**SOURCE DOCUMENT:**

▶

Any of the following occurs in respect of any Obligor:
it is unable to pay its debts as they fall due, or is deemed for the purposes of any applicable law to be insolvent ;
it admits its inability to pay its debts as they fall due;
it commences bankruptcy or business rehabilitation proceedings;
it begins negotiations with any creditor for the rescheduling or restructuring of any of its indebtedness; or
any of its indebtedness is subject to a moratorium.
Any of the following occurs in respect of any Obligor without the prior written consent of the Bank:
any step is taken with a view to the suspension of payments, a moratorium or a composition, compromise, assignment or similar arrangement with any of its creditors;
a meeting of its shareholders, directors or other officers is convened for the purpose of considering any resolution for, to petition for or to file documents with a court or any registrar for, its winding-up, administration or dissolution or any such resolution is passed;
any person presents a petition, or files documents with a court or any registrar, for its winding-up, administration or dissolution;
any Security Interest is enforced over any of its assets;
an order for its winding-up, administration, dissolution or reorganisation is made;
an official receiver, liquidator, plan preparer or administrator in business rehabilitation proceedings or similar officer is appointed in respect of it or any of its assets; or
any other analogous step or procedure is taken in any jurisdiction.
Any attachment, sequestration, distress or execution affects any asset(s) of any Obligor.

◀

**PROVIDED RECORDS:**
▶

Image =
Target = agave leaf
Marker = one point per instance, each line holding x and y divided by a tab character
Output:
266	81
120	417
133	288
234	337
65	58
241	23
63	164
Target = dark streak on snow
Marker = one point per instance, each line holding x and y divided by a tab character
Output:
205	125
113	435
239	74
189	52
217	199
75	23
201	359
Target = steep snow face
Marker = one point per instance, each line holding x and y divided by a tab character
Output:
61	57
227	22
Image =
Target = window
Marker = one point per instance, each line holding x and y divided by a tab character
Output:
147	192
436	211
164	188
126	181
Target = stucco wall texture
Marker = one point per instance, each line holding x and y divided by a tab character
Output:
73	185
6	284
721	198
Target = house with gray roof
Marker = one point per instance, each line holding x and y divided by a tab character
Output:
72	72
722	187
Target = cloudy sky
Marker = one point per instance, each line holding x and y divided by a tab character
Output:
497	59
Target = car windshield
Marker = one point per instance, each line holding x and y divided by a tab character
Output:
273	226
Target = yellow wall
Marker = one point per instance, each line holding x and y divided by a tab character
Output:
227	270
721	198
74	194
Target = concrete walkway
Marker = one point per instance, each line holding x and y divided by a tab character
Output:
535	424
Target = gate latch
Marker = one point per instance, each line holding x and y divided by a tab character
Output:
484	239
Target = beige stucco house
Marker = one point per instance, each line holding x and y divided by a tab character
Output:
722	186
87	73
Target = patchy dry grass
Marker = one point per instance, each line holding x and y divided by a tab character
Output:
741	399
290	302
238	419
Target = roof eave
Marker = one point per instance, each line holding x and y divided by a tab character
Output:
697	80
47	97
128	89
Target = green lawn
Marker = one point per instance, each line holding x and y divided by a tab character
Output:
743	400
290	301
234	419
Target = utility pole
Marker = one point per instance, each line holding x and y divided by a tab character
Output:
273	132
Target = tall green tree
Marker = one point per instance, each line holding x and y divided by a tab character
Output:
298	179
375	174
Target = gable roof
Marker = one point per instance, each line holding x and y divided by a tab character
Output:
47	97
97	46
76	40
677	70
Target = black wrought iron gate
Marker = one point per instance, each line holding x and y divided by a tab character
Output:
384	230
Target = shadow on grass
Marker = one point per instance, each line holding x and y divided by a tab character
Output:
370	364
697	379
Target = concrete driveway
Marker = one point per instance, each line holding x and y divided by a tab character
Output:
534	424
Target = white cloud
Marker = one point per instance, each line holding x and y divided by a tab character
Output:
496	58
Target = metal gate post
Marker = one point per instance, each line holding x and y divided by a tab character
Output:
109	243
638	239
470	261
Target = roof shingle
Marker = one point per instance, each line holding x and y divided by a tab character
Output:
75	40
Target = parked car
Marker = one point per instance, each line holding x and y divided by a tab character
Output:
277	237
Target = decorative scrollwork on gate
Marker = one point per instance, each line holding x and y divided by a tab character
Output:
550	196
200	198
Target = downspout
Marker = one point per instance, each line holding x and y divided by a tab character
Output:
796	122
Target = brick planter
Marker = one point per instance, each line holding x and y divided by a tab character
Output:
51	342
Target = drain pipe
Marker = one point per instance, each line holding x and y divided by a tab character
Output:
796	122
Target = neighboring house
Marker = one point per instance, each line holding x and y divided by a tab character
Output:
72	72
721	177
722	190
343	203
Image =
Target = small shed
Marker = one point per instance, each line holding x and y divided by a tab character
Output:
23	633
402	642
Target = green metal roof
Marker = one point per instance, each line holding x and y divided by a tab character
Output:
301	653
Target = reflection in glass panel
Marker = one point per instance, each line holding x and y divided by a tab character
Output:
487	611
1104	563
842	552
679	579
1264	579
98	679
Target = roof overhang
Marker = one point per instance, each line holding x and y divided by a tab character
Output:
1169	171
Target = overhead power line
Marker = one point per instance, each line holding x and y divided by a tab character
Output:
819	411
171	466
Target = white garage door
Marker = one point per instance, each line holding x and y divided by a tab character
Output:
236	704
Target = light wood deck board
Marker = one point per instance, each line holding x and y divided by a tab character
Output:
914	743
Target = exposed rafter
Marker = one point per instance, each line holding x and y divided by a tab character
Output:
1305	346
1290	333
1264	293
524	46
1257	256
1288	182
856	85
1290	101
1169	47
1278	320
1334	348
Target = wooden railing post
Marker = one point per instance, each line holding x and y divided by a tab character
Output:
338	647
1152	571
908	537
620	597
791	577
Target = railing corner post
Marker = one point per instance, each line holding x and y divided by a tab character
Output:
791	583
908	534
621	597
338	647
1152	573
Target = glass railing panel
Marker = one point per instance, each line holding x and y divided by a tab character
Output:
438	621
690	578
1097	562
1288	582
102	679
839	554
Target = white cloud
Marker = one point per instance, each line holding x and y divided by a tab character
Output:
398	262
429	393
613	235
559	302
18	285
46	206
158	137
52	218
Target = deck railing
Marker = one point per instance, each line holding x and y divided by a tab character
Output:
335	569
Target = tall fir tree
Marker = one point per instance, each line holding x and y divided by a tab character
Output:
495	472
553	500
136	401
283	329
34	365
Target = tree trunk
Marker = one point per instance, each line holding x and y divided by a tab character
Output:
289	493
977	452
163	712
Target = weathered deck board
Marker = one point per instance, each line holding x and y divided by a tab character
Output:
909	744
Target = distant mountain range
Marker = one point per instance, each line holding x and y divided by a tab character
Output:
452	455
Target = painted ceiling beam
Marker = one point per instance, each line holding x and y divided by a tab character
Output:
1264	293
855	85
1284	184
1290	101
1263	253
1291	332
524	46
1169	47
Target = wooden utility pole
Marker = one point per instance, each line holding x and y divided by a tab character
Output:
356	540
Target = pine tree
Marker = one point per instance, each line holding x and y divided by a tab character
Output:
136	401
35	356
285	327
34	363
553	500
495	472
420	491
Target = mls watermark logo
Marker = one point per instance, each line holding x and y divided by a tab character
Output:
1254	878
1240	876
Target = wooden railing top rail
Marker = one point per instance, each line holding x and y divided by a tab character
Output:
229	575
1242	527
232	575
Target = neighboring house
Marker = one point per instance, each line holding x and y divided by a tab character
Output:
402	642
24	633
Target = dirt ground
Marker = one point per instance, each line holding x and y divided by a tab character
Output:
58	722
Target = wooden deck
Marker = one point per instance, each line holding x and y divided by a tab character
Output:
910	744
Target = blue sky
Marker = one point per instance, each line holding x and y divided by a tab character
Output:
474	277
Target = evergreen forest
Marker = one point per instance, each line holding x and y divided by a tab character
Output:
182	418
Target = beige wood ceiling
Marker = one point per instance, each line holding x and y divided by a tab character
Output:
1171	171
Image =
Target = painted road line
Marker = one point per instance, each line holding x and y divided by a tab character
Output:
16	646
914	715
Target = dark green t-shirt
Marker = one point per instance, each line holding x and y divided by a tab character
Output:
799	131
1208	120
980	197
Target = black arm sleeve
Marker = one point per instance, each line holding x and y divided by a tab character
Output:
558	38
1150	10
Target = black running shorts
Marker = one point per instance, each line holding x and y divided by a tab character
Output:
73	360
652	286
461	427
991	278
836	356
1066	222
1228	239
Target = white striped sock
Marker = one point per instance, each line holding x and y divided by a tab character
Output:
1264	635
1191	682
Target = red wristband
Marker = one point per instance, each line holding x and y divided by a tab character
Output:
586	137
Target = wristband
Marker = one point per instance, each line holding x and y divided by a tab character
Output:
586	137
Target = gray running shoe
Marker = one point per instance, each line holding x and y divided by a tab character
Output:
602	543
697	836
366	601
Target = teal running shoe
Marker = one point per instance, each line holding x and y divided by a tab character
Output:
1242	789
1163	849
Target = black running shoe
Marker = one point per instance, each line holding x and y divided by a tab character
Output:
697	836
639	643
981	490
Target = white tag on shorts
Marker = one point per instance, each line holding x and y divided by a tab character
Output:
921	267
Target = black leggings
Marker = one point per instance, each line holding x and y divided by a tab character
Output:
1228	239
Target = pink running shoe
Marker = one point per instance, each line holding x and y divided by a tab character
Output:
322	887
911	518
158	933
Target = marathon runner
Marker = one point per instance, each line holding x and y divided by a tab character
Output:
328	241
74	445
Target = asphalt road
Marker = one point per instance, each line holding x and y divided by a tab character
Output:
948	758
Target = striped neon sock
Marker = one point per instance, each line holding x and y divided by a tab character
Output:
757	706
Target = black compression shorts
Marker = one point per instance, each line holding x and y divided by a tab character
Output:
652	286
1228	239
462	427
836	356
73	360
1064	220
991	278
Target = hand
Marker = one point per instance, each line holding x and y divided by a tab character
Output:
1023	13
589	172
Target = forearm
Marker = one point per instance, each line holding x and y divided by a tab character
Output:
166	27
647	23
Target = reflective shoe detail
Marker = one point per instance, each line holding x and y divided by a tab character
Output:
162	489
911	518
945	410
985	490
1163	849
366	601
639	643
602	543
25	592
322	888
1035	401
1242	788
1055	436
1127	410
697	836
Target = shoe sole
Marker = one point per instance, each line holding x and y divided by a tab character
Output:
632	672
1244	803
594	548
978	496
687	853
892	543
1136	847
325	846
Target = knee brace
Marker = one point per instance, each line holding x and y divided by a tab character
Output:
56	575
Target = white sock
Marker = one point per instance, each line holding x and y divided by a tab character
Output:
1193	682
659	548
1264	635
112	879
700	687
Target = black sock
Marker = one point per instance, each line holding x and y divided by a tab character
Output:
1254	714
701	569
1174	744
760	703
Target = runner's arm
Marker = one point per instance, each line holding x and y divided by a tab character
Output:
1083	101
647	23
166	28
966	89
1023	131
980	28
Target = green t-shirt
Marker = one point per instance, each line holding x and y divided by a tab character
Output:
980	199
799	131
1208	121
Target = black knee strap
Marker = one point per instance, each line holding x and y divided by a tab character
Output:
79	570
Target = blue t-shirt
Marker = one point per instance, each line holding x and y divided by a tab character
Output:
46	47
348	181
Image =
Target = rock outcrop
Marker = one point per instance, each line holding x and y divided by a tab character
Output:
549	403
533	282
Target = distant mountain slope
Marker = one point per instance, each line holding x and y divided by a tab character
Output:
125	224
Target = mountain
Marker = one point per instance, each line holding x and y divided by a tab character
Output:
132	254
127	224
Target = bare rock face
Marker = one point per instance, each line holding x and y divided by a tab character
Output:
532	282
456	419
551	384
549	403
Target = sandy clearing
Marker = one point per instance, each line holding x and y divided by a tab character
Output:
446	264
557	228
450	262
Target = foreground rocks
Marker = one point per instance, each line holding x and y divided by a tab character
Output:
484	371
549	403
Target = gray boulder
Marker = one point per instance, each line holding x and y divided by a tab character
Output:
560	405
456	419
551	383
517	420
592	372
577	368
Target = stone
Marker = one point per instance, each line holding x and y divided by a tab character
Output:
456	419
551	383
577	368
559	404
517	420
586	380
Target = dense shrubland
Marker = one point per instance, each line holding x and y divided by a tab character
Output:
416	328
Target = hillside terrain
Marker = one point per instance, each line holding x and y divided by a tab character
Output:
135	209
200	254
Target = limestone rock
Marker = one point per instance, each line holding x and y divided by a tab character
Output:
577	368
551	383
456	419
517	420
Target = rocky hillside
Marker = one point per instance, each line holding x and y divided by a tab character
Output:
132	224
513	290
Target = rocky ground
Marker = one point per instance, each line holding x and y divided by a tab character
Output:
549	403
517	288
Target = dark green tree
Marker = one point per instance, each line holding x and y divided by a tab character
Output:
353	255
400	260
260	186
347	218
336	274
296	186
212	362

◀

**TO DO:**
**A.** Translate this sentence from the insolvency clauses into French: "Any attachment, sequestration, distress or execution affects any asset(s) of any Obligor."
**B.** Extend the insolvency clauses past their final sentence.
The records above are separate material, distinct from the insolvency clauses.

**OUTPUTS IN ORDER:**
**A.** Toute saisie, mise sous séquestre, saisie-gagerie ou mesure d'exécution affecte un ou plusieurs actifs de tout Débiteur.

**B.**
Any legal claim against any Obligor adversely affects its financial condition and is not discharged within the time specified by the Bank.
Cessation of business
Any Obligor ceases to carry on the business being carried out as at the date of this Agreement, except as a result of any disposal allowed under this Agreement or with the prior written consent of the Bank.
Effectiveness of Finance Documents
Any Finance Document is not effective in accordance with its terms or is alleged by an Obligor to be ineffective in accordance with its terms for any reason.
A Security Document (if any) does not create a Security Interest it purports to create.
Material adverse change
Any Obligor carries out its internal reorganisation which, in the opinion of the Bank, has or is reasonably likely to have a Material Adverse Effect.
Any event or series of events occur which, in the opinion of the Bank, has or is reasonably likely to have a Material Adverse Effect.
If an Event of Default under Clause 10.1 is outstanding, the Bank may, by notice to the Borrower:
cancel all or any part of the unutilised Commitment;
declare that all or part of any amounts outstanding under the Finance Documents are immediately due and payable and/or payable on demand by the Bank; and/or
enforce all or any part of the security constituted by the Security Documents.
Any notice given under this Sub-clause (b) will take effect in accordance with its terms.
The Borrower must pay to the Bank the amount of all actual costs and expenses (including fees relating to the appraisal of security assets and legal fees) incurred by the Bank arising from or in connection with:
the negotiation, preparation, printing and execution of any Finance Document (including any Finance Document entered into after the date of this Agreement);
any amendment, waiver or consent requested by the Borrower or specifically allowed by a Finance Document;
the enforcement of, or the preservation of the Banks rights under any Finance Documents; and
any proceedings threatened or instituted by or against the Bank as a consequence of it entering into a Finance Document.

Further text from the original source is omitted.